* _Position identification records_
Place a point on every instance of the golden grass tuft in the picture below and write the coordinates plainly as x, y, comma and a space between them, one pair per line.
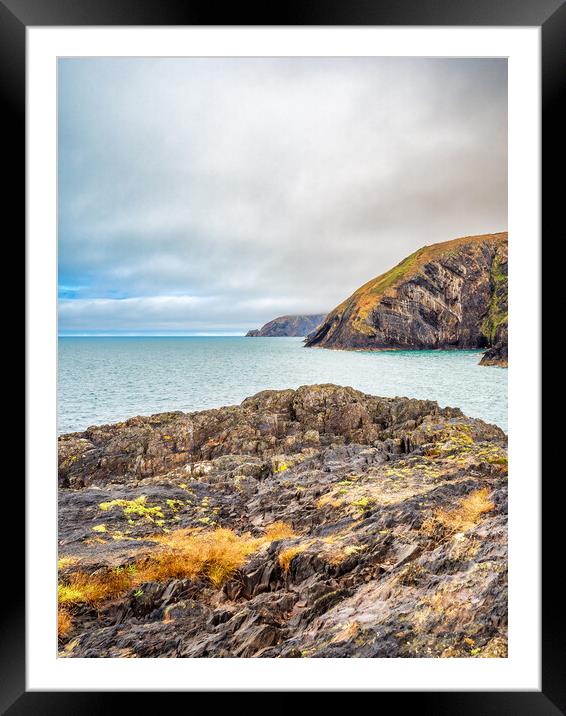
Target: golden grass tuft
81, 588
215, 555
64, 623
183, 554
286, 556
279, 530
468, 513
328, 500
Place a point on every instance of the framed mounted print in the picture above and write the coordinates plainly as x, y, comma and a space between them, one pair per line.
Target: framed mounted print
284, 401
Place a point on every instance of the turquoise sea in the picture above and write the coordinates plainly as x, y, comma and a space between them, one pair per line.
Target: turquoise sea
102, 380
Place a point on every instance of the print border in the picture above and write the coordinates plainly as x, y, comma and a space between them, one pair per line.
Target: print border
17, 15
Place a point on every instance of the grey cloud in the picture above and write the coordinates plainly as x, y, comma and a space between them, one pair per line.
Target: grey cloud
264, 186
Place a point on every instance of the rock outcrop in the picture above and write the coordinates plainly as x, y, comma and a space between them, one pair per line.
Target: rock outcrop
312, 522
288, 326
448, 295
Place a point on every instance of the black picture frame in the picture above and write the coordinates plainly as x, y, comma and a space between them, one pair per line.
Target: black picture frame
550, 15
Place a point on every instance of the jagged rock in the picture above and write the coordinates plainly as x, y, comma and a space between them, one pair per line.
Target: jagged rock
448, 295
288, 326
389, 556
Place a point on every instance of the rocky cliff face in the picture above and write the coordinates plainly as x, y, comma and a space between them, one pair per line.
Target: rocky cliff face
449, 295
313, 522
288, 326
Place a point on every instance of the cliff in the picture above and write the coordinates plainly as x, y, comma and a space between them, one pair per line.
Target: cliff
317, 522
288, 326
448, 295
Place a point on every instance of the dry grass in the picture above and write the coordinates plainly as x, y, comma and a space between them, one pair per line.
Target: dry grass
183, 554
347, 632
81, 588
328, 500
468, 512
64, 623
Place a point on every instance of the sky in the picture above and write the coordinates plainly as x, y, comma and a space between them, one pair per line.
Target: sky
210, 195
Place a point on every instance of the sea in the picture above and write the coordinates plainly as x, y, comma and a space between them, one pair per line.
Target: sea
109, 379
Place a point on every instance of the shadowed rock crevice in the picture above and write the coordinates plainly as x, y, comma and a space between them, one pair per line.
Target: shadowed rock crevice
312, 522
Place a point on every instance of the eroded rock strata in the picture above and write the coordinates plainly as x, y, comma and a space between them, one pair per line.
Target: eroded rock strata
448, 295
318, 522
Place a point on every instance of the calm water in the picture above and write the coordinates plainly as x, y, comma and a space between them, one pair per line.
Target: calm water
104, 380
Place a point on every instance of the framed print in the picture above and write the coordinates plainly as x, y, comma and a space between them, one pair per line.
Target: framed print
283, 405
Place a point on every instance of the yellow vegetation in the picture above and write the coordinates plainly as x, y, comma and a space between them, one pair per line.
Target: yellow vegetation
348, 631
279, 530
467, 514
215, 555
182, 554
328, 500
137, 508
64, 623
287, 555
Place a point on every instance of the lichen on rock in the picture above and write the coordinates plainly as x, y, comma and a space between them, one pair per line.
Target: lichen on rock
383, 536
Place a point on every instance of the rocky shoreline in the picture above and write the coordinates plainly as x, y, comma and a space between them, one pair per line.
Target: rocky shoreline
450, 295
317, 522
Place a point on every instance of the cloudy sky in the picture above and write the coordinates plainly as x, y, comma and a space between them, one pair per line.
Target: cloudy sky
211, 195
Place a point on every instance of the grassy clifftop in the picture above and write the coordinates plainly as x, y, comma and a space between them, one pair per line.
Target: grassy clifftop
448, 295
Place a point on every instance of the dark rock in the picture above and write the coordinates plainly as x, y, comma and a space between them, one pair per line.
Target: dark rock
448, 295
288, 326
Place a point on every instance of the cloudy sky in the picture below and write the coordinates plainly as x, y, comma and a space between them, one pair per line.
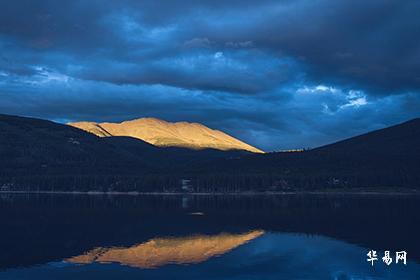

* _Required work_
Gather every line of the listing above that contains the string "eroded" and copy each of those lines in full. Matching is case-sensitive.

* _Reply to the exercise_
Place a point on every instance of the eroded rock strata in the picture above and write the coordinates plainly as x, y, comma and a space between them, one pair per line.
Target: eroded rock strata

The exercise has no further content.